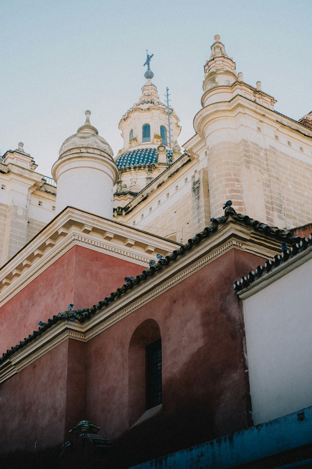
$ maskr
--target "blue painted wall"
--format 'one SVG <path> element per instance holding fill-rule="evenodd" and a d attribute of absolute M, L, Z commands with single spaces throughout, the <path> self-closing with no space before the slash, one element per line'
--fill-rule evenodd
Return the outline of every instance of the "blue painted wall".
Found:
<path fill-rule="evenodd" d="M 312 442 L 312 406 L 131 469 L 225 469 Z"/>

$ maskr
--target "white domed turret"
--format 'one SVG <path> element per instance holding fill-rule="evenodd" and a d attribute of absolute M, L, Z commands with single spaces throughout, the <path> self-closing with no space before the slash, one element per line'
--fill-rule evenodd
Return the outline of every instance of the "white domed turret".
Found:
<path fill-rule="evenodd" d="M 153 54 L 150 55 L 147 51 L 146 53 L 143 66 L 147 65 L 146 83 L 142 94 L 119 122 L 123 146 L 115 159 L 120 173 L 116 193 L 121 193 L 122 184 L 133 196 L 165 171 L 173 162 L 173 158 L 181 156 L 173 155 L 172 147 L 181 130 L 180 119 L 173 108 L 169 106 L 168 113 L 167 104 L 160 100 L 152 81 L 154 74 L 150 62 Z"/>
<path fill-rule="evenodd" d="M 113 218 L 113 189 L 118 176 L 113 151 L 106 140 L 86 122 L 65 140 L 53 165 L 52 175 L 58 185 L 56 212 L 68 206 Z"/>

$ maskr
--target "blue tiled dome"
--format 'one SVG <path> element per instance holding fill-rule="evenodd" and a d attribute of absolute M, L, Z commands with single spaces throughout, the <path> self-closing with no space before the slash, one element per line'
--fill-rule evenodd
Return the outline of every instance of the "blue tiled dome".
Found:
<path fill-rule="evenodd" d="M 131 150 L 123 153 L 115 162 L 120 168 L 136 166 L 138 165 L 151 165 L 157 161 L 157 148 L 140 148 L 138 150 Z M 173 151 L 166 150 L 169 159 L 171 161 Z"/>

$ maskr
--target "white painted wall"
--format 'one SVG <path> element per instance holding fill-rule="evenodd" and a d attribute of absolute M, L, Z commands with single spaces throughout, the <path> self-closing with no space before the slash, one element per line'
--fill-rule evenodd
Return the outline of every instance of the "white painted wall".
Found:
<path fill-rule="evenodd" d="M 243 301 L 255 424 L 312 405 L 312 259 Z"/>

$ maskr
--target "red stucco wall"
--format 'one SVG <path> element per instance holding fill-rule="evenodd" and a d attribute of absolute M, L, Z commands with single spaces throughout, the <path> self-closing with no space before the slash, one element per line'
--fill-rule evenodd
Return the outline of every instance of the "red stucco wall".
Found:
* * * * * * * * *
Write out the whole listing again, exactly, with no pictures.

Correct answer:
$ maskr
--target "blue painted wall"
--format 'one SVG <path> element per instance holding fill-rule="evenodd" and a d attribute of absolute M, L, Z commands with single spaces throughout, the <path> self-closing with no space before the slash, one element per line'
--fill-rule evenodd
Return the outline of every instance of the "blue painted wall".
Found:
<path fill-rule="evenodd" d="M 312 442 L 312 406 L 131 469 L 225 469 Z"/>

$ maskr
--target "white domed turret"
--format 'one SVG <path> element per instance holding fill-rule="evenodd" and a d attribute of absolute M, L, Z commands with single spaces throughout, the <path> self-closing with no space before the slash, one element per line'
--fill-rule evenodd
Return the outline of every instance of the "white domed turret".
Found:
<path fill-rule="evenodd" d="M 153 54 L 150 55 L 147 51 L 146 53 L 143 66 L 147 65 L 146 83 L 142 94 L 119 122 L 123 146 L 115 159 L 120 173 L 116 193 L 121 193 L 122 184 L 133 196 L 165 171 L 173 162 L 173 158 L 181 156 L 173 155 L 172 147 L 181 130 L 180 119 L 173 108 L 169 106 L 168 113 L 167 104 L 160 100 L 152 81 L 154 74 L 150 62 Z"/>
<path fill-rule="evenodd" d="M 113 218 L 113 189 L 118 176 L 113 151 L 106 140 L 86 122 L 65 140 L 53 165 L 52 175 L 58 185 L 56 212 L 68 206 Z"/>

$ maskr
--target "blue tiled dome"
--format 'one SVG <path> element per instance holding fill-rule="evenodd" and a d attribute of absolute M, L, Z commands with single spaces throughout, the <path> self-closing with no space before the slash, one element per line'
--fill-rule evenodd
Return the outline of every instance of the "blue tiled dome".
Found:
<path fill-rule="evenodd" d="M 131 150 L 123 153 L 115 162 L 120 168 L 136 166 L 138 165 L 151 165 L 157 161 L 157 148 L 140 148 L 138 150 Z M 173 151 L 166 150 L 169 159 L 171 161 Z"/>

$ maskr
--target "white painted wall"
--format 'one SVG <path> element per instance holding fill-rule="evenodd" and a d attribute of absolute M, L, Z commands with single spaces throughout, the <path> self-closing with no space before the slash, one element per line'
--fill-rule evenodd
Return the outline of every instance of the "white painted wall".
Found:
<path fill-rule="evenodd" d="M 243 301 L 255 424 L 312 405 L 312 259 Z"/>

$ maskr
--target "red stucco wall"
--format 'one SVG <path> element per instance holding fill-rule="evenodd" and a d attribute of absolute M, L, Z commands with single spaces throughout, the <path> self-closing with no space before the slash, one element per line'
--fill-rule evenodd
Return the outline of every instance of the "red stucco wall".
Found:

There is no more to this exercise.